- **SET TASK 1**:
In the listing further down, reproduce word for word everything from the line containing "Would you kindly put a point on the blue" down to the line containing "point(629, 139)", including both of those lines.

- **DOCUMENT TEXT**:
::::::

The Abandoned Askitario Monastery In Corfu, Greece

If you like abandoned monasteries, you will enjoy visiting Askitario Monastery in Corfu, Greece. Here is some background information about this little known site.

Askitario Monastery in Corfu

When it comes to monasteries in Corfu, not many people will mention Askitario. Yet, this abandoned monastery is an interesting place to visit when you are exploring the north of the island.

Askitario monastery Corfu

Askitario is located on the slopes of mount Pantokrator, close to a village called Nymfes. It’s about a 15-minute drive from Roda / Acharavi, and a half-hour drive from Kassiopi.

The monastery is surrounded by a thick forest of pine trees, cypress trees, oak trees and chestnut trees. You will also see some fig trees, and the very tall olive trees that are so characteristic of Corfu.

History of Askitario Monastery

Askitario is one of the oldest Christian monuments in Corfu, and its history goes back thousands of years. The word “Askitario” is linked to the word ascetic.

::::::

- **SET TASK 2**:
Write out the Askitario Monastery text above in full, word for word.

::::::

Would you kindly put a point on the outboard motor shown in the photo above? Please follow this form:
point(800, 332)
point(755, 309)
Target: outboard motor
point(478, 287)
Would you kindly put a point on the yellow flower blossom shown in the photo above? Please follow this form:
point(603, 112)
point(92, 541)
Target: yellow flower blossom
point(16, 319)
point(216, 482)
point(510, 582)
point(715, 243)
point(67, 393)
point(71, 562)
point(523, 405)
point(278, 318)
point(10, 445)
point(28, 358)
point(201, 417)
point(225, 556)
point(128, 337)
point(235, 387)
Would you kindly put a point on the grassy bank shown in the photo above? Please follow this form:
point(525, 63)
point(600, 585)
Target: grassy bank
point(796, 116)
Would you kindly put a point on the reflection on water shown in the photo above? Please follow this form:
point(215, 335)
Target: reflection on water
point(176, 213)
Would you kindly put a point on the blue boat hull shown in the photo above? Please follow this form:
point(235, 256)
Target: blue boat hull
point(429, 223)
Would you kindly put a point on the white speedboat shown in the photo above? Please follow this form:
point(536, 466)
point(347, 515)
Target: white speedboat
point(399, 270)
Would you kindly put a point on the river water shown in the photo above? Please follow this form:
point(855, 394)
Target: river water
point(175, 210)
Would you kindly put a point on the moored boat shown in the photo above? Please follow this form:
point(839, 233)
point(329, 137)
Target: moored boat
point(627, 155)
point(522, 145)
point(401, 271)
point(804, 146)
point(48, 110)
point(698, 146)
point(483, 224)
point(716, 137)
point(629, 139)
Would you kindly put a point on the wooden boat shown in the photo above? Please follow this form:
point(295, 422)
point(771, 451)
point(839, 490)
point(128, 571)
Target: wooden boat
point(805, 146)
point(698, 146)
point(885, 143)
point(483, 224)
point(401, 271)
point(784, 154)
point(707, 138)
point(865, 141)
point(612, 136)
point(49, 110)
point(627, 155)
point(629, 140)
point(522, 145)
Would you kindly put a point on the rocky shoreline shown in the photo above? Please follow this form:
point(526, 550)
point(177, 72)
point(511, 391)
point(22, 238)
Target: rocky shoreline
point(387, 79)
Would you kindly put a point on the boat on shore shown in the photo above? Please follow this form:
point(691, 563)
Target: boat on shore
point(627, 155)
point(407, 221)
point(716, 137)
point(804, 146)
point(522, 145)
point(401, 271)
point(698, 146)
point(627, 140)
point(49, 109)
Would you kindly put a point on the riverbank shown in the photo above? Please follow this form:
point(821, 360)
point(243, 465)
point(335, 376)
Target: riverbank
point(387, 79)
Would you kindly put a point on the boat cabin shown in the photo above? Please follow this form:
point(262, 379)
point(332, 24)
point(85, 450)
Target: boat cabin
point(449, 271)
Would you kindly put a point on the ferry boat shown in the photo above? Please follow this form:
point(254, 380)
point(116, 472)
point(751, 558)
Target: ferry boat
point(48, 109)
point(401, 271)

::::::

- **TASK RESULT 1**:
Would you kindly put a point on the blue boat hull shown in the photo above? Please follow this form:
point(235, 256)
Target: blue boat hull
point(429, 223)
Would you kindly put a point on the white speedboat shown in the photo above? Please follow this form:
point(536, 466)
point(347, 515)
Target: white speedboat
point(399, 270)
Would you kindly put a point on the river water shown in the photo above? Please follow this form:
point(855, 394)
Target: river water
point(175, 210)
Would you kindly put a point on the moored boat shown in the photo above? Please follow this form:
point(839, 233)
point(329, 137)
Target: moored boat
point(627, 155)
point(522, 145)
point(401, 271)
point(804, 146)
point(48, 110)
point(698, 146)
point(483, 224)
point(716, 137)
point(629, 139)

- **TASK RESULT 2**:
The Abandoned Askitario Monastery In Corfu, Greece

If you like abandoned monasteries, you will enjoy visiting Askitario Monastery in Corfu, Greece. Here is some background information about this little known site.

Askitario Monastery in Corfu

When it comes to monasteries in Corfu, not many people will mention Askitario. Yet, this abandoned monastery is an interesting place to visit when you are exploring the north of the island.

Askitario monastery Corfu

Askitario is located on the slopes of mount Pantokrator, close to a village called Nymfes. It’s about a 15-minute drive from Roda / Acharavi, and a half-hour drive from Kassiopi.

The monastery is surrounded by a thick forest of pine trees, cypress trees, oak trees and chestnut trees. You will also see some fig trees, and the very tall olive trees that are so characteristic of Corfu.

History of Askitario Monastery

Askitario is one of the oldest Christian monuments in Corfu, and its history goes back thousands of years. The word “Askitario” is linked to the word ascetic.